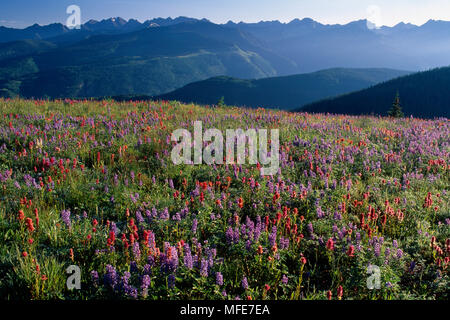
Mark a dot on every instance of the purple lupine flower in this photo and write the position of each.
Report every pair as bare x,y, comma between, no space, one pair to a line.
94,277
147,269
171,281
110,277
219,279
145,283
188,262
65,217
204,268
194,226
136,251
244,283
133,266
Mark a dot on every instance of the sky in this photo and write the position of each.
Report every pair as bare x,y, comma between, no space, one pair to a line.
22,13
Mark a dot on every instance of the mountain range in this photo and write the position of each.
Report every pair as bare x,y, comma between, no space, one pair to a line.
162,56
286,92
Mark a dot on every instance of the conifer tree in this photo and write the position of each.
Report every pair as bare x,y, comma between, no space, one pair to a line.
396,110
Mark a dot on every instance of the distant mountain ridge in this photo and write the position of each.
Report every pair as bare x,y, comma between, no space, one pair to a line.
126,57
148,61
286,92
423,94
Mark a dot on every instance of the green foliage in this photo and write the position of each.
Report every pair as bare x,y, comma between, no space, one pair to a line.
396,110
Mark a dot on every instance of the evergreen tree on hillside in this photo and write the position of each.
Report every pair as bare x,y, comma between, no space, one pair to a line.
221,102
396,110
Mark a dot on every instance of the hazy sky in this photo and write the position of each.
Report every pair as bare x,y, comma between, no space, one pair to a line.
22,13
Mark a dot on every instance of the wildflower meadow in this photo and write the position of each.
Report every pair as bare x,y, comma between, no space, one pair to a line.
93,207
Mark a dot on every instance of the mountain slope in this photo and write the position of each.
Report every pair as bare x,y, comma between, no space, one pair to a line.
148,61
286,92
424,94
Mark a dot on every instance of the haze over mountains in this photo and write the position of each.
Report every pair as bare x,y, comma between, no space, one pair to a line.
287,92
423,94
119,57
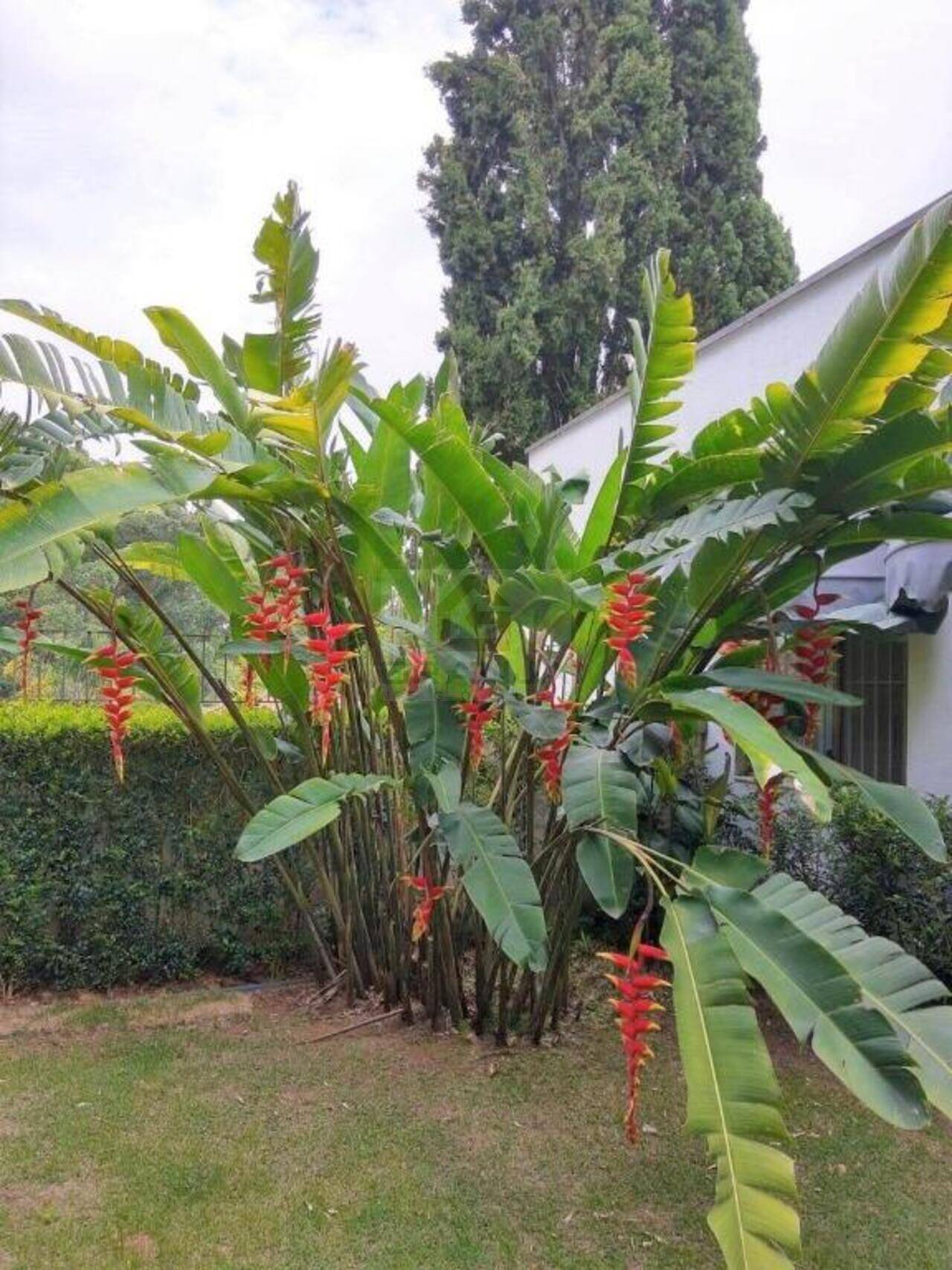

Brief ▸ While leaving pictures out, reproduce exactly the lines from the beginning of the listing above through the line containing "Mark a dot on every instance of the sky", both ends included.

Task response ▸
Mark a dot on every instance of the purple lupine flower in this photo and write the position of each.
Report every pair as bare x,y, comma between, no space, one pair to a line.
94,277
147,269
171,281
110,277
219,279
145,283
188,262
65,217
204,268
194,226
136,251
244,283
133,266
Mark a dot on every instance of the sky in this photo and write the position of each.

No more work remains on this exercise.